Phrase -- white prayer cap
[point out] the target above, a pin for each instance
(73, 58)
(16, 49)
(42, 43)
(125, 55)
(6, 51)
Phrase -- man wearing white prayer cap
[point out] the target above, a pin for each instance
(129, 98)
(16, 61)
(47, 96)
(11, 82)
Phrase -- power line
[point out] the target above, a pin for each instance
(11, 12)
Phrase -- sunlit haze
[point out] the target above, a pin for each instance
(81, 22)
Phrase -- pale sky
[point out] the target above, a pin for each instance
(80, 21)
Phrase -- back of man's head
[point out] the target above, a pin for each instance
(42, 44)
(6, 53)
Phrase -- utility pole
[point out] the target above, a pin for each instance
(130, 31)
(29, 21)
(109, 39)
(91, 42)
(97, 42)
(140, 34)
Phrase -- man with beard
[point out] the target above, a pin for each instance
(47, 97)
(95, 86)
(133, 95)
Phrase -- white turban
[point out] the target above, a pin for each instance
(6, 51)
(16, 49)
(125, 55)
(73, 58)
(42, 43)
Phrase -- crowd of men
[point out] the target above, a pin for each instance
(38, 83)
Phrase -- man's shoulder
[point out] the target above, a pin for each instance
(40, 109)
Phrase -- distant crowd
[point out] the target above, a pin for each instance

::::::

Look above for the line with "Phrase -- pale sky" and the line with "Phrase -- crowd of men", and reproduce exactly those two lines plus every line between, nothing more.

▸ **THE COMPLETED TASK**:
Phrase -- pale sky
[point out] the target above, a pin for each instance
(80, 21)
Phrase -- back of man's head
[point out] the target above, a pin for each instance
(42, 44)
(6, 53)
Phrase -- utility pole
[point out] the target above, a pin for each instance
(130, 31)
(29, 21)
(109, 39)
(91, 42)
(97, 42)
(140, 34)
Phrase -- man with beard
[point out] the target above, a pin for each instance
(47, 97)
(95, 86)
(133, 95)
Phrase -- white turban
[point out] the target above, a pin for each instance
(6, 51)
(16, 49)
(125, 55)
(73, 58)
(42, 43)
Phrase -- crowd of men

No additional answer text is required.